(Dataset records about object locations)
>> Begin

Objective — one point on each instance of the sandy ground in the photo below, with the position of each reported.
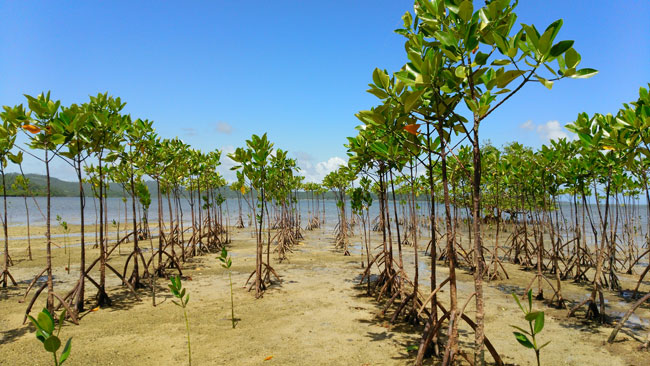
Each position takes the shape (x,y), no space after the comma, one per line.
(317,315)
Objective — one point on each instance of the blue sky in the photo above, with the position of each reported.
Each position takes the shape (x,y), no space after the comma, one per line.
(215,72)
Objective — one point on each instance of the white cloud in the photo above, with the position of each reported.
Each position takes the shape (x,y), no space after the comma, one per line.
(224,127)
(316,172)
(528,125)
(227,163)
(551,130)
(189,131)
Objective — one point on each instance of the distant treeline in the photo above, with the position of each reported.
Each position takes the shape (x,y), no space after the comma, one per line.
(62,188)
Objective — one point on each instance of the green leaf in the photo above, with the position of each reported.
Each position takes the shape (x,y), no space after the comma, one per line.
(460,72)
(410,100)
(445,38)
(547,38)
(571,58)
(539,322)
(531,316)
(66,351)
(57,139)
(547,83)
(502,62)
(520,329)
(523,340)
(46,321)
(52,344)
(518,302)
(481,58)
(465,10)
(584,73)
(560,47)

>> End

WRITTEN PROBLEM:
Rewrite all the lines of the listing above, requests included, multiplying every x and y coordinate in the answers by 1.45 and rounding each to a whole number, with halves rounded up. Leave the pictures out of your answer.

ANSWER FOR THIS EXERCISE:
Objective — one point on each instance of the sandy ground in the photo below, with the position of each reported.
Each position takes the shape (x,y), no space after the comma, one per line.
(460,457)
Objective — one point on each instance of the blue sky in the photo above, with the position of each reported.
Each position takes the shape (x,y), no space after the comma, one per line.
(312,104)
Objective — one point on each instance of the white cloud in the photo above, with the position of each reported.
Each position takes the shape (x,y), no space after the comma, one per line.
(325,184)
(458,249)
(766,181)
(329,236)
(799,189)
(274,190)
Objective — one point on each instance of the distant treeline in the photo above, with the position of each reported.
Each position takes the shape (x,y), no space after the comma, one per line.
(90,273)
Objective — one point on each instance of the green leaf in the photo above, with the position of each reported.
Each position takes the shape (x,y), no space after the comma, one per line.
(667,104)
(595,145)
(645,55)
(793,55)
(828,84)
(782,467)
(770,458)
(96,509)
(83,202)
(793,120)
(728,90)
(754,477)
(758,493)
(67,465)
(75,499)
(751,438)
(697,84)
(674,15)
(847,106)
(812,68)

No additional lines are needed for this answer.